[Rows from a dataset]

□ □ □

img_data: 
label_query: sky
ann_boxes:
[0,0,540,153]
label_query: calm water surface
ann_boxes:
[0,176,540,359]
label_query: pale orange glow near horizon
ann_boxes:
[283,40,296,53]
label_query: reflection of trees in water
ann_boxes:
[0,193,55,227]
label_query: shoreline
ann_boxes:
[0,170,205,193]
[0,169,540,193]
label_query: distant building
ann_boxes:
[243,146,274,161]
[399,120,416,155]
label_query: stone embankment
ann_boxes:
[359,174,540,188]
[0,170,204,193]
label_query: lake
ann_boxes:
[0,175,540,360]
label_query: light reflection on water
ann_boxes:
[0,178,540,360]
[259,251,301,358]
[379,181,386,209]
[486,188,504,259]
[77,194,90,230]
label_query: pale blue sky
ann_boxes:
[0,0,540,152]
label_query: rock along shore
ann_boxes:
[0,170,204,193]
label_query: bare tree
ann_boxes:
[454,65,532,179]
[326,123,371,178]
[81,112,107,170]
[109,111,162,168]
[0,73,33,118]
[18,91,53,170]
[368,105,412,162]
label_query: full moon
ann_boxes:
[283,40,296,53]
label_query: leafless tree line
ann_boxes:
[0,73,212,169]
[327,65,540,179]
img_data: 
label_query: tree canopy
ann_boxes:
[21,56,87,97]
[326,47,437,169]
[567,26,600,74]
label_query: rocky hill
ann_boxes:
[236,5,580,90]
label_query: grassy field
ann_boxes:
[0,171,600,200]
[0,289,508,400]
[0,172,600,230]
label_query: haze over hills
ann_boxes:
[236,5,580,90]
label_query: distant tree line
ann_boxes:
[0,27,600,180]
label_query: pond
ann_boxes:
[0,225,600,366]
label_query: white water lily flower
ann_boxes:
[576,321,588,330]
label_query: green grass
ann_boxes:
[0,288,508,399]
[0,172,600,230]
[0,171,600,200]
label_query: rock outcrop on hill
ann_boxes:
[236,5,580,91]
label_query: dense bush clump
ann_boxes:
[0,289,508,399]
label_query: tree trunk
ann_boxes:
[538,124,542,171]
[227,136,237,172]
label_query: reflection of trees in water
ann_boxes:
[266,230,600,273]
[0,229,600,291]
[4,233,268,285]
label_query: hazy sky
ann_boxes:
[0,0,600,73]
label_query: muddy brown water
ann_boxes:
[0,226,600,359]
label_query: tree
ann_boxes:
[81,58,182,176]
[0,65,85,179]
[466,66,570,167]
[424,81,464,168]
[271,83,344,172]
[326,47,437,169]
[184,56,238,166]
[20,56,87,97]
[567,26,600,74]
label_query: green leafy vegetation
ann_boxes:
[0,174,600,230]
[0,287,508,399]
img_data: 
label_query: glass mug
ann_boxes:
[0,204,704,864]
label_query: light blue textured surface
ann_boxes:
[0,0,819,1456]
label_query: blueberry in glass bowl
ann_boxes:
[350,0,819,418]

□ □ □

Can you recast the stretch of data from its first line through the line containing "[0,289,508,399]", both ends included, as a numbered list with any blank lines left out?

THE ANSWER:
1. img_data: 
2. label_query: sky
3. ann_boxes:
4. [0,0,540,153]
5. label_query: calm water surface
6. ann_boxes:
7. [0,176,540,359]
8. label_query: pale orange glow near horizon
9. ann_boxes:
10. [283,40,296,53]
11. label_query: reflection of trees in water
12. ann_boxes:
13. [0,193,55,227]
14. label_query: shoreline
15. ann_boxes:
16. [0,170,205,193]
17. [0,169,540,193]
18. label_query: distant building
19. ann_boxes:
20. [243,146,274,161]
21. [399,120,416,155]
22. label_query: stone embankment
23. ann_boxes:
24. [359,174,540,188]
25. [0,170,204,193]
26. label_query: lake
27. ann_boxes:
28. [0,175,540,360]
29. label_query: light reflection on water
30. ann_boxes:
31. [0,178,540,360]
32. [259,251,301,358]
33. [379,181,386,209]
34. [486,188,504,259]
35. [77,194,90,230]
36. label_query: pale blue sky
37. ann_boxes:
38. [0,0,540,152]
39. label_query: rock along shore
40. ann_boxes:
41. [0,170,204,193]
42. label_query: bare tree
43. ann_boxes:
44. [454,65,532,179]
45. [326,123,371,178]
46. [81,112,107,170]
47. [109,111,162,168]
48. [0,73,33,118]
49. [18,91,53,170]
50. [368,105,412,162]
51. label_query: full moon
52. ann_boxes:
53. [283,40,296,53]
54. label_query: leafless tree line
55. ann_boxes:
56. [0,73,212,169]
57. [327,65,540,179]
58. img_data: 
59. label_query: tree canopy
60. ann_boxes:
61. [21,56,87,97]
62. [326,47,437,169]
63. [567,26,600,74]
64. label_query: rocky hill
65. ann_boxes:
66. [236,5,580,90]
67. label_query: grassy field
68. ann_boxes:
69. [0,171,600,200]
70. [0,289,508,400]
71. [0,172,600,230]
72. label_query: haze over hills
73. ann_boxes:
74. [236,5,580,90]
75. label_query: distant tree line
76. ann_boxes:
77. [0,27,600,180]
78. label_query: pond
79. ann_boxes:
80. [0,225,600,366]
81. label_query: white water lily flower
82. ann_boxes:
83. [576,321,588,330]
84. label_query: green grass
85. ann_boxes:
86. [0,288,508,399]
87. [0,172,600,230]
88. [0,171,600,200]
89. label_query: rock outcrop on hill
90. ann_boxes:
91. [236,5,580,91]
92. label_query: dense bush clump
93. ann_boxes:
94. [0,289,508,399]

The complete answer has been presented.